==== Available data ====

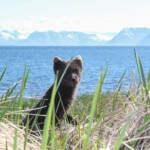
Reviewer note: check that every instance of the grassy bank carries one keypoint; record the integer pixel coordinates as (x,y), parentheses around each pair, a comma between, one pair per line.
(110,120)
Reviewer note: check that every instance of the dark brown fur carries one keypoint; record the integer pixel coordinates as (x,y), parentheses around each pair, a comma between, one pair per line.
(66,93)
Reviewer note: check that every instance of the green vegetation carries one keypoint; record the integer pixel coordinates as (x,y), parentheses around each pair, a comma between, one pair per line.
(111,120)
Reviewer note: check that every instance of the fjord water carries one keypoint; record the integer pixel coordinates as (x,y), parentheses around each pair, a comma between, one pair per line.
(40,62)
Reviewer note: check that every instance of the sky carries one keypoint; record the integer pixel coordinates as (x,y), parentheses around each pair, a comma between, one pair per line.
(91,16)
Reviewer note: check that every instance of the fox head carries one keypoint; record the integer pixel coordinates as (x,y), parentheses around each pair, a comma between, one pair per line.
(73,73)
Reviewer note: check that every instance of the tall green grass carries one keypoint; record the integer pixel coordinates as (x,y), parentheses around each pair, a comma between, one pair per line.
(93,110)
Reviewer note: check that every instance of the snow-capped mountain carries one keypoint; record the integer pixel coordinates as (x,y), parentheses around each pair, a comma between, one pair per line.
(126,37)
(50,38)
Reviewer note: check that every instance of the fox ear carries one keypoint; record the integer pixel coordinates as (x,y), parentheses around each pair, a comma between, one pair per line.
(78,59)
(58,62)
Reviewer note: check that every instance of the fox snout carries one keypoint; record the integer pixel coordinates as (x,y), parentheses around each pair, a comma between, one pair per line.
(74,78)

====

§ **Brief**
Please resize the stretch from the line containing "Reviewer note: check that every instance of the fox snout" through the end of the lines. Write out every line in that stretch again, unchanged except that each coordinate in the answers is multiplied by 0.3 and rounded to a whole number, with halves rounded up.

§ **Written answer**
Reviewer note: check that every instance of the fox snout carries one keypoint; record the integer pixel coordinates as (x,y), parentheses around each pair, a comma between, one pair per line.
(22,23)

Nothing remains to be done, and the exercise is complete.